DESCRIPTION OF THE TASK: Give every section heading in the passage below about palliative care physicians discussing nursing home transfers, in the order they appear.
───── PASSAGE SHOWN ─────
The transfer of a person to a nursing home is a significant event in the life of that person and their caregivers. In a palliative hospital context, there are added layers of complexity – as patients and families may expect that the palliative care unit will be the final home for the patient.7 The news that a patient may need to leave a palliative care unit for a nursing home has the potential to destabilise trust, as well as create a new paradigm of loss. The process can also be associated with feelings of abandonment and/or guilt in patients and families.8,9 In families already experiencing anticipatory grief, it is imperative that the discussions surrounding nursing home transfer are handled as sensitively as possible.
It is known that palliative care providers struggle with the decision to transfer their patients to nursing homes.10 The authors are unaware of any prior research that investigates the communication strategies used by palliative care physicians when negotiating this difficult conversation. This Australian study aims to explore and describe the perspectives of palliative care physicians with regard to the challenges experienced and communication techniques used when discussing the transfer of their patients to nursing homes from a mix of settings.
Methods
Semi-structured interviews were conducted with palliative care physicians regarding their experiences in discussing nursing home transfers with their patients and caregivers. An interview methodology was chosen for its ability to provide rich data.
Setting
The term ‘nursing home’ refers to a long-term residential care facility that caters to people whose care needs exceed what is possible in the community setting. Long-term, 24-h care in the community is only available in Australia as a privately funded resource and is thus prohibitively expensive for most socio-economic groups. Nursing homes in Australia are funded by a mix of federal and private funding. Palliative care units in Australia are largely sub-acute hospitals, funded by state governments, and are not resourced to accommodate long-term care for patients whose symptoms are stable but whose care needs exceed what is manageable in the community setting.
Participants and recruitment
All participants were Australian palliative care physicians who were purposively sampled by the authorship team based on (1) a range of experience working in different palliative care settings and (2) strength/interest in communication skills. An invitation to participate in the study was emailed to physicians through a neutral third party (an administration assistant at the authors’ organisation). Participant information sheets and consent forms were attached to the initial email. Email addresses were obtained through professional networks. Passive snowballing recruitment also occurred as some participants informed colleagues of the research. Potential participants were able to contact the primary researcher (H.S.) directly via telephone or email to express interest in participating.
Ethics
Ethical approval was granted by the University of Sydney Human Research Ethics Committee (approval no. 2015/884 granted on 15 December 2015). All participants received an information sheet and signed an informed consent form.
Interview procedure
All interviews were audio-recorded by H.S. either in person at participants’ workplace or via telephone. H.S. was an advanced trainee in palliative medicine in Sydney, New South Wales, at the time of undertaking the research.
Participants were asked about the challenges inherent in the discussion and whether there were particular communication strategies they drew upon in order to successfully engage with the patient and family. The interview guide is shown in Appendix 1. Data were collected until no new themes emerged and data saturation was achieved. Participants were provided with an opportunity to review their transcripts; however, none chose to do so.
───── DATASET CONTENT ─────
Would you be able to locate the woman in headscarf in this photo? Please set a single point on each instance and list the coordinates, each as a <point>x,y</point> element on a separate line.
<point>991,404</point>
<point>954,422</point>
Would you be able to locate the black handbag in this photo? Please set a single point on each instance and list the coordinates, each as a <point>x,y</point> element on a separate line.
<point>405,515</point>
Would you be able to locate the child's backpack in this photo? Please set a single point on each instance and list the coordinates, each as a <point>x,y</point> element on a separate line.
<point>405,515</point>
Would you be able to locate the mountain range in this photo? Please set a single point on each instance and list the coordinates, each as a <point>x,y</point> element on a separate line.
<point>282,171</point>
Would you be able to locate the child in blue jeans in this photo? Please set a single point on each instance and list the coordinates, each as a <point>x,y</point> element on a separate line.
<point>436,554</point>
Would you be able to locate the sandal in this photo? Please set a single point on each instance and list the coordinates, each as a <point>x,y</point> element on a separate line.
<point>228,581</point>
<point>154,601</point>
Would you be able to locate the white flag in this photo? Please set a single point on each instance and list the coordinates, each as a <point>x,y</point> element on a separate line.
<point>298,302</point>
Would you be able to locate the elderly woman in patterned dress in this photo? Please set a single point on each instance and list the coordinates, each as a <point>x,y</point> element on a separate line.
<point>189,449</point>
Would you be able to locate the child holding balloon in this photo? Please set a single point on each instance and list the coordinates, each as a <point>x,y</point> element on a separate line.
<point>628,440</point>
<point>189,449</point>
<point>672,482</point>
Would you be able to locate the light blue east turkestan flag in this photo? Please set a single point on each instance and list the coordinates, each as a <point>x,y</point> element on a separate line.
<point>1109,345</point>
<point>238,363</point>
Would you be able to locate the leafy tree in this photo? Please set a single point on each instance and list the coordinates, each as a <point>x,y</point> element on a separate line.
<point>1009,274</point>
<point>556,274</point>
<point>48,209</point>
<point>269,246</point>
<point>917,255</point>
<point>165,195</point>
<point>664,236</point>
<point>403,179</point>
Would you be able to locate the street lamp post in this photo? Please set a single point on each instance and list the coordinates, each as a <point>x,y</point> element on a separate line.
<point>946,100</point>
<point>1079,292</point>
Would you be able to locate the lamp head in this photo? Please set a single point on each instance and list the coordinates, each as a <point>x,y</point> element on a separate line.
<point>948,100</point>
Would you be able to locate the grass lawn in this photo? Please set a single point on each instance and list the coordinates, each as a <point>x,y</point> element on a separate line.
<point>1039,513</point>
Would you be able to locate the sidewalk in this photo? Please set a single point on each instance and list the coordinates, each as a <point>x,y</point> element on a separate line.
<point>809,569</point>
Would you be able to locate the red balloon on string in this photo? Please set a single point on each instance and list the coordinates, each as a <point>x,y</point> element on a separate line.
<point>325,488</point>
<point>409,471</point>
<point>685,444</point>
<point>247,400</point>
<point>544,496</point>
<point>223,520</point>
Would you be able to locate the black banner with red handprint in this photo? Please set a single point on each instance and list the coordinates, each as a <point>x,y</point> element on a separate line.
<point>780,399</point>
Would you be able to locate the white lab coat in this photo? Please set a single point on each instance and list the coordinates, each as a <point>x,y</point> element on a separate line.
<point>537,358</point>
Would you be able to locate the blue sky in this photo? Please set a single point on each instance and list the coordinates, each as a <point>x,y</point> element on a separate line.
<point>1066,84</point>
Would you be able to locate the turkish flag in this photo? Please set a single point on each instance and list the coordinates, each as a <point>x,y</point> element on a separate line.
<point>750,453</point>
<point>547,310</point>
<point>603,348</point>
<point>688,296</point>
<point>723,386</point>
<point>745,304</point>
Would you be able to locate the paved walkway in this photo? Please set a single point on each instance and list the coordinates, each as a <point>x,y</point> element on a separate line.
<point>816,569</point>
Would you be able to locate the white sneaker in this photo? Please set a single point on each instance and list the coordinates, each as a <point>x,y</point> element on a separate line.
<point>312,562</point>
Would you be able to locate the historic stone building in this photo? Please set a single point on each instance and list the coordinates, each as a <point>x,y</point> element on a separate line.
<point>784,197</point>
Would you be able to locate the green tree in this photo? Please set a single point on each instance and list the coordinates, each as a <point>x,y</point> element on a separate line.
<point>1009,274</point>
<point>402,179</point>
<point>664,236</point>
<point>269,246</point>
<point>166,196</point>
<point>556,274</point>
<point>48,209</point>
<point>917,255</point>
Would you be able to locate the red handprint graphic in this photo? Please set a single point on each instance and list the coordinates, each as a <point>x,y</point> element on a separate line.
─────
SOLVED EXERCISE:
Methods
Setting
Participants and recruitment
Ethics
Interview procedure